(Items from a dataset)
-- BEGIN --

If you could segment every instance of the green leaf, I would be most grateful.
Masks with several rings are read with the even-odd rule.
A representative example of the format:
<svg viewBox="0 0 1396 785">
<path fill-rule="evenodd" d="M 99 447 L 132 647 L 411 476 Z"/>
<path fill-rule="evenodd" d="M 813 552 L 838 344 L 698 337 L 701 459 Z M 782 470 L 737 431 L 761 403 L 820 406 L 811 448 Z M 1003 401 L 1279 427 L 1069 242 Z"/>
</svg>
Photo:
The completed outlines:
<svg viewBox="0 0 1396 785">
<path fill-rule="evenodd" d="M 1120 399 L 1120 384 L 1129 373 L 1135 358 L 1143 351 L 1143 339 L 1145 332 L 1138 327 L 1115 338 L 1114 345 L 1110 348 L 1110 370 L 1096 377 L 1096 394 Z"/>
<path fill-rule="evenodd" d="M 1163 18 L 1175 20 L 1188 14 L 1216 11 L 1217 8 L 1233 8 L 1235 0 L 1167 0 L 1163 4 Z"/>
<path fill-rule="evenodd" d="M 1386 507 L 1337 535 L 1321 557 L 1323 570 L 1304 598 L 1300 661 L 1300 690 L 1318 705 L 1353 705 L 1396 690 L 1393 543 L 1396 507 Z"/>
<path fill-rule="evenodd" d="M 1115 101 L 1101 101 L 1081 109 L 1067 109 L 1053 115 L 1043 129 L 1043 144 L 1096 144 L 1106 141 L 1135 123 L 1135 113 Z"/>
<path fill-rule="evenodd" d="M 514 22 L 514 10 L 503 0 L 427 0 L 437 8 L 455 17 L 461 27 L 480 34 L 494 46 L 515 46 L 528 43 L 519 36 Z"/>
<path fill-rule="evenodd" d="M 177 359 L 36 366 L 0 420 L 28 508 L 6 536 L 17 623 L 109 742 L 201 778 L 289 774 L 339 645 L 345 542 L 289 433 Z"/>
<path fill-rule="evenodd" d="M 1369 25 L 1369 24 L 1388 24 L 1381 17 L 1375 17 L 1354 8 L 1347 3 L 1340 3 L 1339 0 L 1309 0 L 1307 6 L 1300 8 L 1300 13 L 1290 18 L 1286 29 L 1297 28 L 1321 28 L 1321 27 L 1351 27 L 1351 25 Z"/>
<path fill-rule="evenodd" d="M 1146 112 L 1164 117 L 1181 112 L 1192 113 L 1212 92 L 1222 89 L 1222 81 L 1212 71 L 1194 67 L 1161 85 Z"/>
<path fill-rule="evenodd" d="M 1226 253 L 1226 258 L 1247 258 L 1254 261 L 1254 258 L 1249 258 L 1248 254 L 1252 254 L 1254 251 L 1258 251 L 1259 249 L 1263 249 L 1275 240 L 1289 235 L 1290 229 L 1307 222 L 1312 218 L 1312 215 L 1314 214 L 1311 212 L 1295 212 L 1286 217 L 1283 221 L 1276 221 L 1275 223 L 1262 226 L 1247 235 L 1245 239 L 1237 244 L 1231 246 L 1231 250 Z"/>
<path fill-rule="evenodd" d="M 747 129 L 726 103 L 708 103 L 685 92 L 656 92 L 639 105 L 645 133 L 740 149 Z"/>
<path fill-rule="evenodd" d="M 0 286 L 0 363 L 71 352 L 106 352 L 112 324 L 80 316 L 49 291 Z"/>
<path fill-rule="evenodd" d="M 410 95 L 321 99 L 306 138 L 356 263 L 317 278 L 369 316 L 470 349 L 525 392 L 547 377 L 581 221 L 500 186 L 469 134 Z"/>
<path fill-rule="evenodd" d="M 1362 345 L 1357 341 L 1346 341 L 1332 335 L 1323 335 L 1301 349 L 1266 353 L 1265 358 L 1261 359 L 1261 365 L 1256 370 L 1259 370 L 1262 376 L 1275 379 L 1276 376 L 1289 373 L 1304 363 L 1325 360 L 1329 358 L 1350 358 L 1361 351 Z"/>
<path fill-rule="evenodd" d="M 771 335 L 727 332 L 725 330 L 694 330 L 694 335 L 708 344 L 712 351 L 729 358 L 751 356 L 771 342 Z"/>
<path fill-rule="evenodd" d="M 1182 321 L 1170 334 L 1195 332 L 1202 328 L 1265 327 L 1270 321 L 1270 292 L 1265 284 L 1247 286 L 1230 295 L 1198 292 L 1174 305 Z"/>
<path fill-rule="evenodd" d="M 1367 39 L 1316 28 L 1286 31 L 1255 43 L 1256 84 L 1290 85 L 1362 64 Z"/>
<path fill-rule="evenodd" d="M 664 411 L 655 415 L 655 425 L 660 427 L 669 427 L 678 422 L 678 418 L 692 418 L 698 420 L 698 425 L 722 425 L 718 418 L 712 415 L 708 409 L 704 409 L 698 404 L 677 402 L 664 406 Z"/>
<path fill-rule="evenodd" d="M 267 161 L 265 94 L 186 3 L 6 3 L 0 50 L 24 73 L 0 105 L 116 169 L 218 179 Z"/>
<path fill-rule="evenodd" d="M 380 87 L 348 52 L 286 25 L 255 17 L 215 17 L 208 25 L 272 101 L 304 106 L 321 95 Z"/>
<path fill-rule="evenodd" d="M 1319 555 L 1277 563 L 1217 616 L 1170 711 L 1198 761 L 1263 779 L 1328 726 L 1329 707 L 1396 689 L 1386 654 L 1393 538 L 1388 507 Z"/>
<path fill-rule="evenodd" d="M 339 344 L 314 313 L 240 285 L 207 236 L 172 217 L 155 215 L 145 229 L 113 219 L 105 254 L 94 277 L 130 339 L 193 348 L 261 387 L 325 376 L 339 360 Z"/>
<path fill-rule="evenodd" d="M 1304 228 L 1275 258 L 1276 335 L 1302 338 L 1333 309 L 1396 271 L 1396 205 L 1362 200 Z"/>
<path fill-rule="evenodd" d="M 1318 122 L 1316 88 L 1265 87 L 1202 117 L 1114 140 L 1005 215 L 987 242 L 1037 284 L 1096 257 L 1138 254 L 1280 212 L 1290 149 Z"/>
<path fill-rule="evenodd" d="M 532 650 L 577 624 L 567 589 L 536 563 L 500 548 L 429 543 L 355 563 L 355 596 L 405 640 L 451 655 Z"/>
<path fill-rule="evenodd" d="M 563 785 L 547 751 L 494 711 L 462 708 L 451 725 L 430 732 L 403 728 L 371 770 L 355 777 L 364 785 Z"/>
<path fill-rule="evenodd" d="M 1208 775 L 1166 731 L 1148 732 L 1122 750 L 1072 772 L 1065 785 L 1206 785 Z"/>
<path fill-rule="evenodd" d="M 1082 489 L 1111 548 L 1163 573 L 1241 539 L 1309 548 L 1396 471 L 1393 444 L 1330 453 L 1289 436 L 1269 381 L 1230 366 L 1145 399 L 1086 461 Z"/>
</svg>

-- END --

Please set down all of the data above again, line for line, with no changes.

→ **Final result**:
If you could segment every instance of the green leaf, I would be most grateful.
Masks with several rings are read with the even-odd rule.
A representative example of the format:
<svg viewBox="0 0 1396 785">
<path fill-rule="evenodd" d="M 99 447 L 132 647 L 411 476 Z"/>
<path fill-rule="evenodd" d="M 813 552 L 838 344 L 698 337 L 701 459 Z M 782 470 L 737 431 L 761 403 L 820 406 L 811 448 Z M 1003 401 L 1279 427 L 1069 242 Z"/>
</svg>
Photo:
The completed outlines:
<svg viewBox="0 0 1396 785">
<path fill-rule="evenodd" d="M 1120 399 L 1120 384 L 1129 373 L 1135 358 L 1143 351 L 1143 339 L 1145 332 L 1138 327 L 1115 338 L 1114 345 L 1110 348 L 1110 370 L 1096 377 L 1096 394 Z"/>
<path fill-rule="evenodd" d="M 1163 18 L 1175 20 L 1188 14 L 1216 11 L 1217 8 L 1233 8 L 1235 0 L 1167 0 L 1163 4 Z"/>
<path fill-rule="evenodd" d="M 1386 507 L 1337 535 L 1321 557 L 1323 570 L 1304 598 L 1300 661 L 1300 690 L 1318 705 L 1353 705 L 1396 690 L 1393 543 L 1396 507 Z"/>
<path fill-rule="evenodd" d="M 1115 101 L 1101 101 L 1081 109 L 1067 109 L 1053 115 L 1043 129 L 1043 144 L 1096 144 L 1106 141 L 1135 123 L 1135 113 Z"/>
<path fill-rule="evenodd" d="M 514 22 L 514 10 L 503 0 L 427 0 L 437 8 L 455 17 L 461 27 L 480 34 L 494 46 L 515 46 L 528 43 L 519 36 Z"/>
<path fill-rule="evenodd" d="M 177 359 L 36 366 L 0 420 L 28 508 L 6 536 L 17 623 L 109 742 L 201 778 L 289 774 L 339 645 L 345 542 L 289 433 Z"/>
<path fill-rule="evenodd" d="M 1369 25 L 1369 24 L 1388 24 L 1381 17 L 1375 17 L 1354 8 L 1347 3 L 1340 3 L 1339 0 L 1309 0 L 1307 6 L 1300 8 L 1300 13 L 1290 18 L 1286 29 L 1297 28 L 1321 28 L 1321 27 L 1351 27 L 1351 25 Z"/>
<path fill-rule="evenodd" d="M 1146 112 L 1164 117 L 1181 112 L 1192 113 L 1212 92 L 1222 89 L 1222 81 L 1212 71 L 1194 67 L 1161 85 Z"/>
<path fill-rule="evenodd" d="M 1226 253 L 1226 258 L 1247 258 L 1254 261 L 1254 258 L 1249 258 L 1248 254 L 1252 254 L 1254 251 L 1258 251 L 1259 249 L 1263 249 L 1275 240 L 1289 235 L 1290 229 L 1307 222 L 1312 218 L 1312 215 L 1314 214 L 1311 212 L 1295 212 L 1286 217 L 1283 221 L 1276 221 L 1275 223 L 1262 226 L 1247 235 L 1245 239 L 1237 244 L 1231 246 L 1231 250 Z"/>
<path fill-rule="evenodd" d="M 747 129 L 726 103 L 708 103 L 685 92 L 656 92 L 639 105 L 645 133 L 740 149 Z"/>
<path fill-rule="evenodd" d="M 0 286 L 0 363 L 71 352 L 106 352 L 112 324 L 80 316 L 49 291 Z"/>
<path fill-rule="evenodd" d="M 410 95 L 321 99 L 306 138 L 356 263 L 317 278 L 369 316 L 470 349 L 525 392 L 547 377 L 581 221 L 500 186 L 469 134 Z"/>
<path fill-rule="evenodd" d="M 1362 345 L 1357 341 L 1346 341 L 1332 335 L 1323 335 L 1301 349 L 1266 353 L 1265 358 L 1261 359 L 1261 365 L 1256 370 L 1259 370 L 1262 376 L 1275 379 L 1276 376 L 1289 373 L 1304 363 L 1325 360 L 1329 358 L 1350 358 L 1361 351 Z"/>
<path fill-rule="evenodd" d="M 771 335 L 727 332 L 725 330 L 694 330 L 694 335 L 708 344 L 712 351 L 729 358 L 751 356 L 771 342 Z"/>
<path fill-rule="evenodd" d="M 1182 321 L 1170 334 L 1195 332 L 1202 328 L 1265 327 L 1270 321 L 1270 292 L 1265 284 L 1247 286 L 1230 295 L 1198 292 L 1174 305 Z"/>
<path fill-rule="evenodd" d="M 1367 39 L 1316 28 L 1286 31 L 1255 43 L 1256 84 L 1290 85 L 1362 64 Z"/>
<path fill-rule="evenodd" d="M 664 411 L 655 415 L 655 425 L 660 427 L 669 427 L 678 422 L 678 418 L 692 418 L 698 420 L 698 425 L 722 425 L 718 418 L 712 415 L 708 409 L 704 409 L 698 404 L 677 402 L 664 406 Z"/>
<path fill-rule="evenodd" d="M 267 161 L 265 94 L 186 3 L 6 3 L 0 50 L 24 73 L 0 105 L 116 169 L 218 179 Z"/>
<path fill-rule="evenodd" d="M 380 87 L 348 52 L 286 25 L 255 17 L 215 17 L 208 25 L 272 101 L 304 106 L 321 95 Z"/>
<path fill-rule="evenodd" d="M 1319 555 L 1277 563 L 1217 616 L 1170 711 L 1198 761 L 1263 779 L 1328 726 L 1329 707 L 1396 689 L 1386 654 L 1393 538 L 1388 507 Z"/>
<path fill-rule="evenodd" d="M 339 344 L 314 313 L 240 285 L 207 236 L 172 217 L 155 215 L 145 229 L 113 219 L 105 254 L 94 277 L 130 339 L 193 348 L 261 387 L 325 376 L 339 360 Z"/>
<path fill-rule="evenodd" d="M 1304 228 L 1275 258 L 1276 335 L 1302 338 L 1333 309 L 1396 271 L 1396 205 L 1362 200 Z"/>
<path fill-rule="evenodd" d="M 1318 122 L 1316 88 L 1265 87 L 1202 117 L 1114 140 L 1005 215 L 987 242 L 1037 284 L 1096 257 L 1138 254 L 1280 212 L 1290 149 Z"/>
<path fill-rule="evenodd" d="M 532 650 L 577 624 L 567 589 L 536 563 L 500 548 L 429 543 L 355 563 L 355 596 L 405 640 L 451 655 Z"/>
<path fill-rule="evenodd" d="M 563 785 L 547 751 L 494 711 L 462 708 L 451 725 L 430 732 L 403 728 L 371 770 L 355 777 L 364 785 Z"/>
<path fill-rule="evenodd" d="M 1208 775 L 1166 731 L 1148 732 L 1122 750 L 1072 772 L 1065 785 L 1206 785 Z"/>
<path fill-rule="evenodd" d="M 1082 489 L 1111 548 L 1163 573 L 1241 539 L 1309 548 L 1396 471 L 1393 444 L 1330 453 L 1289 436 L 1269 381 L 1230 366 L 1145 399 L 1086 461 Z"/>
</svg>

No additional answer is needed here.